● **Written exercise**: Copy out the listing from the line with "Point out the red" through the end, switching "mare's" to "dam's" and changing nothing else.

(Dataset excerpts on object pointing)
%%

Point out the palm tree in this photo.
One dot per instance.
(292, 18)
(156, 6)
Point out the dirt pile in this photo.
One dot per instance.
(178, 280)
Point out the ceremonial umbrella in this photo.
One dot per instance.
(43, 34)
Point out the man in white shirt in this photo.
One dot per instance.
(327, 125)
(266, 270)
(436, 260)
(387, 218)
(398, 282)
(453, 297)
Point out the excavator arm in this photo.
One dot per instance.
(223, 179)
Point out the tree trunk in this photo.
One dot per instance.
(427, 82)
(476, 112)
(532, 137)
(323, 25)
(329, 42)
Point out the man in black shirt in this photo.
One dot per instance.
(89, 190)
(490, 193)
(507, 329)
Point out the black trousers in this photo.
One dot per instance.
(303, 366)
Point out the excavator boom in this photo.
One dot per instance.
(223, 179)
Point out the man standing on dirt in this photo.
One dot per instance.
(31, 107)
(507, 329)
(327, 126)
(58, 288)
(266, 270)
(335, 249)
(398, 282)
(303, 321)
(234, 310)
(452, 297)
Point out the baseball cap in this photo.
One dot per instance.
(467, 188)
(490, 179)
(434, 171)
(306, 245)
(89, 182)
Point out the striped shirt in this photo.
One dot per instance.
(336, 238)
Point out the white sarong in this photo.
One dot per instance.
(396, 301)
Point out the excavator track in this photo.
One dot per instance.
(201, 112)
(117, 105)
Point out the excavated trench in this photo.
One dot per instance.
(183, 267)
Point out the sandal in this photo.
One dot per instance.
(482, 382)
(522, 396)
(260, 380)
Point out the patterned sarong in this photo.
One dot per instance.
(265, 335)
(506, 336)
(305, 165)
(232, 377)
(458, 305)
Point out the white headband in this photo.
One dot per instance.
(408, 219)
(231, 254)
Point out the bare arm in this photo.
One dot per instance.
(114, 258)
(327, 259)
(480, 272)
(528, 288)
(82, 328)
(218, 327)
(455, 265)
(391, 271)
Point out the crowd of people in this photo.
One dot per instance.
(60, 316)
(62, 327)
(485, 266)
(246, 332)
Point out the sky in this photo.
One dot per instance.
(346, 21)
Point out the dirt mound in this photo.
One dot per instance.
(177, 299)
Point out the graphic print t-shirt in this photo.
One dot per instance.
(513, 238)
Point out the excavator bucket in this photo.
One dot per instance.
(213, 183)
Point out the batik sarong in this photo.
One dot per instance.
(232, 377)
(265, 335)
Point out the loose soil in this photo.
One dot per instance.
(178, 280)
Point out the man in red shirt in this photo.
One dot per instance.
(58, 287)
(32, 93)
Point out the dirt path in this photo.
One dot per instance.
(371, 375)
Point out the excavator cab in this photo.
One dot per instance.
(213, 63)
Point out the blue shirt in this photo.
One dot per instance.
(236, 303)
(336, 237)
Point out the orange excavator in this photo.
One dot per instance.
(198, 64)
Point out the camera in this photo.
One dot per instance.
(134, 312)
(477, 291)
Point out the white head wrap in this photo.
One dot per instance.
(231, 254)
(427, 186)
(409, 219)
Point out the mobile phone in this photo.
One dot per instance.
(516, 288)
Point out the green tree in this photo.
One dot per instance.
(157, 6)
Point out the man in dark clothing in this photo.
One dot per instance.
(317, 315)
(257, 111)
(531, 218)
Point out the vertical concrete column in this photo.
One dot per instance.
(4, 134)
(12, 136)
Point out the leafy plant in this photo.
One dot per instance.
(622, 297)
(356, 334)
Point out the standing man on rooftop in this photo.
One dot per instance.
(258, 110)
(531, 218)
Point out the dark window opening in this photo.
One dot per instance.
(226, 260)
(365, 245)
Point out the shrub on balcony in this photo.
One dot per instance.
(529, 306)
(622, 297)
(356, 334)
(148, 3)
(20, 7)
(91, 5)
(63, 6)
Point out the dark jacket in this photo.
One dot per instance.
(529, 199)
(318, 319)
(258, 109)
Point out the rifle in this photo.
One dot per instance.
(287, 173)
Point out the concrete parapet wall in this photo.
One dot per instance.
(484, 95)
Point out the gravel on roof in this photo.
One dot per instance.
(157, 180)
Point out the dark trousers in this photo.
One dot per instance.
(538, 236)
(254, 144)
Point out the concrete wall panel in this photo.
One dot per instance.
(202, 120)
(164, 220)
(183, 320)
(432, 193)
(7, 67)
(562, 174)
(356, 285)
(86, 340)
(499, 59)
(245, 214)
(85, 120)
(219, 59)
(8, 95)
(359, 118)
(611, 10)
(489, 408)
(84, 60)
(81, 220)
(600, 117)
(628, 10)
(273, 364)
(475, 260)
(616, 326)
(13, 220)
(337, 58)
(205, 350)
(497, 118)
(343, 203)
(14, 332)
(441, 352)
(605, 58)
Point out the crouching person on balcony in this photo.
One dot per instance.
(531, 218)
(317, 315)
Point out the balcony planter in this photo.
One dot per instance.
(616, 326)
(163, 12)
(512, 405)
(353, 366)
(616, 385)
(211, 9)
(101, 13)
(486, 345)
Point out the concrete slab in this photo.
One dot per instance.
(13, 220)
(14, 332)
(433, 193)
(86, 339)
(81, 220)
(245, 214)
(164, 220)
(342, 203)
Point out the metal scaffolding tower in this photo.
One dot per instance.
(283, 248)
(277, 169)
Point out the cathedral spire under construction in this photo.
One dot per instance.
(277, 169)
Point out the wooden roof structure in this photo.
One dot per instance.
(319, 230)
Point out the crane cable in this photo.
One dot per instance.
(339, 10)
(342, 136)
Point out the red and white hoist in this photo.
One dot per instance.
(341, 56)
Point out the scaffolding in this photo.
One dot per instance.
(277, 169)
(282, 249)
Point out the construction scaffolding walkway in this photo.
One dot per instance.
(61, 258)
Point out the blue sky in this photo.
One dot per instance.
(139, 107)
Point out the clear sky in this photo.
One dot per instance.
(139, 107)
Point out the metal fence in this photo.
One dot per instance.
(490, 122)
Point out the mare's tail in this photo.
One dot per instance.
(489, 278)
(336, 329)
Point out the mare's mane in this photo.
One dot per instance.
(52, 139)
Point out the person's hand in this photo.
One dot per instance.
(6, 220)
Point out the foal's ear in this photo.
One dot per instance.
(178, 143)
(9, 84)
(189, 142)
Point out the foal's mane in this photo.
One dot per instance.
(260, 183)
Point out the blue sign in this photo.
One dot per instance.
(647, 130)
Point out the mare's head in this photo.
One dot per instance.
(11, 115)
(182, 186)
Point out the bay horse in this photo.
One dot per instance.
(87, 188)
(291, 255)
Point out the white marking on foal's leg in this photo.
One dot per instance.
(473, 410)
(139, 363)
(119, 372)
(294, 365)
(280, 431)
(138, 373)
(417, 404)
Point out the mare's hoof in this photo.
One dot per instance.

%%

● **Answer for this exercise**:
Point out the red and white hoist in this photo.
One dot per instance.
(341, 56)
Point out the scaffolding in this photo.
One dot per instance.
(277, 169)
(282, 249)
Point out the construction scaffolding walkway in this photo.
One dot per instance.
(61, 258)
Point out the blue sky in this photo.
One dot per instance.
(139, 107)
Point out the clear sky in this photo.
One dot per instance.
(139, 107)
Point out the metal fence in this photo.
One dot per instance.
(490, 122)
Point out the dam's tail in this photo.
One dot per instance.
(489, 278)
(336, 329)
Point out the dam's mane in this photo.
One dot per instance.
(52, 139)
Point out the person's hand in this photo.
One dot per instance.
(6, 220)
Point out the foal's ear in this photo.
One dot per instance.
(178, 143)
(9, 84)
(189, 142)
Point out the foal's mane in this photo.
One dot per instance.
(260, 183)
Point out the blue sign in this photo.
One dot per instance.
(647, 130)
Point out the dam's head in this photo.
One dot per instance.
(11, 115)
(182, 186)
Point out the bay horse in this photo.
One dot per instance.
(87, 188)
(291, 255)
Point out the white marking on foal's leg in this photo.
One dot per instance.
(473, 410)
(139, 363)
(119, 372)
(294, 365)
(280, 431)
(138, 373)
(417, 404)
Point out the dam's hoof in this photo.
One dot per instance.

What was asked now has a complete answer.